#### Input records

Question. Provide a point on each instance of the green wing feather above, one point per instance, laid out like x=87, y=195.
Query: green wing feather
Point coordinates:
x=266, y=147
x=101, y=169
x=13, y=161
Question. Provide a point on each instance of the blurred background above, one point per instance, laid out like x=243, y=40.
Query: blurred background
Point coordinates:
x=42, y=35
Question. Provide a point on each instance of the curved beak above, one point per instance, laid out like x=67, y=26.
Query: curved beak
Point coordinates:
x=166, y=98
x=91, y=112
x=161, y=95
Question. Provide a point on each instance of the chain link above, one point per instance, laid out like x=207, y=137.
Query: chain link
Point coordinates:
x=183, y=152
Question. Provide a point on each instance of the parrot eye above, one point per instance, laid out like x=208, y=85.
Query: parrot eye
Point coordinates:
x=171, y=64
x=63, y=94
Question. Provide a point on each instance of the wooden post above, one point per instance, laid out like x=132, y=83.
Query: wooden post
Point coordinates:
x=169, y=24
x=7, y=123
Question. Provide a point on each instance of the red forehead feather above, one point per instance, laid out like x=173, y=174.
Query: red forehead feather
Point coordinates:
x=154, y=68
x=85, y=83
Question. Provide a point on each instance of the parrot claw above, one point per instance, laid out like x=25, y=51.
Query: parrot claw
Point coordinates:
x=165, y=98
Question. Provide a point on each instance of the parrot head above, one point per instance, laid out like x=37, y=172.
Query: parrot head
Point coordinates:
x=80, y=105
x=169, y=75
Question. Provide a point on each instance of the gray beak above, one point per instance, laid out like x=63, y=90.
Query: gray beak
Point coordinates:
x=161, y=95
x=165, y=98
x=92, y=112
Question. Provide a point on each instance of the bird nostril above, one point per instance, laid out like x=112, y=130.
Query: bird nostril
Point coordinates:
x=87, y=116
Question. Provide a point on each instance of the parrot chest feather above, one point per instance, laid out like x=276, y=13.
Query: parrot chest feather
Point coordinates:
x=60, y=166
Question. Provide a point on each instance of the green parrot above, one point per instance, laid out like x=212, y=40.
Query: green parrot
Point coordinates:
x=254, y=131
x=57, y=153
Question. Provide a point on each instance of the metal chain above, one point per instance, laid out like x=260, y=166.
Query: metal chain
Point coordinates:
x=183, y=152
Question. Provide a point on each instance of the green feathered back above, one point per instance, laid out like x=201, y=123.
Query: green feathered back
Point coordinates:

########

● **Instructions to follow**
Every entry should be printed again exactly as it stands.

● **Solution below**
Question. Provide a point on each instance of the green wing feather above, one point per instance, laid out like x=87, y=195.
Query: green wing feather
Point coordinates:
x=266, y=147
x=101, y=169
x=13, y=161
Question. Provide a point on each instance of the blurred background above, one point per instance, laid out like x=243, y=40.
Query: blurred background
Point coordinates:
x=42, y=35
Question. Provide a point on each instance of the curved beak above, one point per instance, laid out like x=67, y=26.
Query: curved beak
Point coordinates:
x=166, y=98
x=91, y=112
x=161, y=95
Question. Provide a point on each instance of the chain link above, one point per instance, laid out like x=207, y=137.
Query: chain link
Point coordinates:
x=183, y=152
Question. Provide a point on each instance of the parrot eye above, one point per instance, laid out like x=208, y=85.
Query: parrot eye
Point coordinates:
x=171, y=64
x=63, y=94
Question. Provide a point on each instance of the wooden post above, one point per instance, laid out like x=132, y=83.
Query: wooden post
Point coordinates:
x=169, y=24
x=7, y=123
Question. Provide a point on each instance of the red forehead feather above, one point per instance, laid out like x=173, y=174.
Query: red forehead feather
Point coordinates:
x=154, y=68
x=85, y=83
Question. Provide a point on each instance of the parrot claw above, one point per instance, laid out like x=25, y=51.
Query: parrot claw
Point coordinates:
x=165, y=98
Question. Provide a point on each instance of the parrot head above, one point per instance, laid out like x=37, y=172.
Query: parrot head
Point coordinates:
x=80, y=105
x=169, y=75
Question. Provide a point on each instance of the gray beak above, one point per instance, laid out like x=63, y=90.
Query: gray beak
Point coordinates:
x=161, y=95
x=165, y=98
x=92, y=112
Question. Provide a point on each instance of the bird nostril above, one point per instance, laid out like x=112, y=130.
Query: bird nostril
Point coordinates:
x=87, y=116
Question. Provide a point on each instance of the parrot chest feather above, one point per instance, laid out like x=276, y=13.
Query: parrot chest feather
Point coordinates:
x=60, y=166
Question. Provide a point on each instance of the green parrot above, one point per instance, laid out like x=212, y=40.
Query: green parrot
Point coordinates:
x=254, y=131
x=57, y=153
Question. Provide a point on each instance of the metal chain above, one point per instance, laid out like x=260, y=166.
Query: metal chain
Point coordinates:
x=183, y=152
Question. Provide a point on each instance of the green feathered back above, one point per instance, laid out like x=201, y=123.
Query: green feathered back
Point coordinates:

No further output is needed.